The choice between the above two types of back-to-back trading arrangements depends on whether the consent of the counterparty to disclose its identity to the buyer can be obtained. A buyer would be unwilling to take on a counterparty credit risk where it does not know the identity of that counterparty. In such a scenario, a mirror transaction, rather than a TRS, would be used as it only transfers market risk and not the credit risk of the counterparty.

Services agreement It is common for sellers to not retain the employees necessary to service the portfolio. Such employees can include staff who can act as scheduling agents with a transmission provider; staff who can act as nomination agents with commodity transporters and storage operators; and staff who can manage and resolve disputes with counterparties. In these cases, the buyer can step in and sign a services agreement with the seller to provide such services for the portfolio prior to the transfer. Alternatively, the buyer may appoint a third party to provide such services. In the reverse scenario where the buyer lacks the relevant staff or operational assets, the seller can be the one providing such services. Where a service agreement has been concluded, a service fee will usually be charged, which may be separate or combined with the SPA or TRS. The parties will have to agree on how long such services are intended to be provided post-completion.
++++++
■ **TASK TO CARRY OUT**: Reproduce the portion of the trading arrangements passage starting with "The choice between" and going on through "of the counterparty.", word for word.

■ **RECORDS SHOWN**:
++++++
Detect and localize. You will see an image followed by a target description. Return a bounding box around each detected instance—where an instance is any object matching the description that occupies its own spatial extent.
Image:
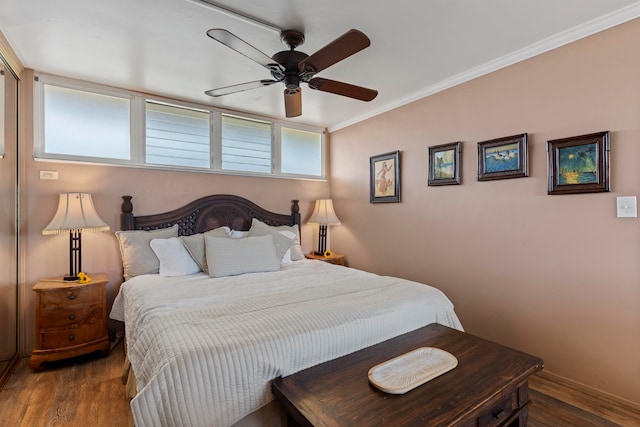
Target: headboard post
[120,196,133,230]
[291,200,301,229]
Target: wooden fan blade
[284,88,302,117]
[205,80,278,96]
[298,30,371,74]
[207,28,283,71]
[309,77,378,101]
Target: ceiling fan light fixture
[205,28,378,117]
++++++
■ **SOLUTION FOR THIS TASK**:
The choice between the above two types of back-to-back trading arrangements depends on whether the consent of the counterparty to disclose its identity to the buyer can be obtained. A buyer would be unwilling to take on a counterparty credit risk where it does not know the identity of that counterparty. In such a scenario, a mirror transaction, rather than a TRS, would be used as it only transfers market risk and not the credit risk of the counterparty.